[[ Records for processing open ]]
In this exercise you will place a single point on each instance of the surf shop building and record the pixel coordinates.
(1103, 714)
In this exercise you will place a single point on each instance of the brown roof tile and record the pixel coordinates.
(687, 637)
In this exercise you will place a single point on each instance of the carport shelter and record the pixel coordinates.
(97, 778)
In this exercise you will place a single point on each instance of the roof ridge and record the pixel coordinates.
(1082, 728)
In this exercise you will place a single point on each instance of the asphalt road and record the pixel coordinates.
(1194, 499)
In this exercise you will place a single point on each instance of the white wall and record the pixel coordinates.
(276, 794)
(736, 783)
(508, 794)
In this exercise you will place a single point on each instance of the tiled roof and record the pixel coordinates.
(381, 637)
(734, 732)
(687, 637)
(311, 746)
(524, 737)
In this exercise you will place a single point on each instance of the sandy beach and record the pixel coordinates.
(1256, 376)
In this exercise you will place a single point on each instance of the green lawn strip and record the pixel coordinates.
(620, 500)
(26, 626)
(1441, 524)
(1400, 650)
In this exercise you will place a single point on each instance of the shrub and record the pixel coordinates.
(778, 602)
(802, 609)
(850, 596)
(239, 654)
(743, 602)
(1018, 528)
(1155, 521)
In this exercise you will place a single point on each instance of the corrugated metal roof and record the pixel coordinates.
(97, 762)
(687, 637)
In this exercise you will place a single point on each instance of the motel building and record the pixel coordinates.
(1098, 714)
[[ Records for processing closed ]]
To do: Output all of the material exactly as written.

Solution to this exercise:
In this exercise you will place a single point on each instance of the surf shop building and record the pixel coordinates.
(1103, 714)
In this exercise you will place a single point on each instance of the brown roof tile and record the pixel coordinates.
(687, 637)
In this exercise you will place a single point on each instance of the carport shelter and record the pixel coordinates.
(97, 778)
In this exercise you will place a single point on each instance of the roof ridge and record the pixel coordinates.
(1082, 728)
In this exercise you will place a single point on each instance of the asphalt road and record the pixel coordinates.
(1194, 499)
In this exercise you will place a single point on each instance of the white wall and record the pixel coordinates.
(276, 794)
(736, 783)
(508, 794)
In this exercise you will place a single point on each instance of the tiled roof and record the pixel coordinates.
(381, 637)
(734, 732)
(687, 637)
(311, 746)
(524, 737)
In this exercise you will place a single point on each instance of the sandy beach and record the pixel coordinates.
(1256, 376)
In this exercise you will place a single point on each instance of the green lawn strip and record the pixel coordinates.
(620, 500)
(26, 626)
(1441, 524)
(1400, 650)
In this exercise you will place a single point on each instance of the shrub and record the pixel coordinates.
(778, 602)
(802, 609)
(850, 596)
(239, 654)
(743, 602)
(1018, 528)
(1155, 521)
In this exercise you will place a single point on each instance of the corrugated metal roof and record the pixel coordinates.
(97, 762)
(687, 637)
In this exercise you will place a single point on each instance of the motel building and record the pixel coordinates.
(1098, 714)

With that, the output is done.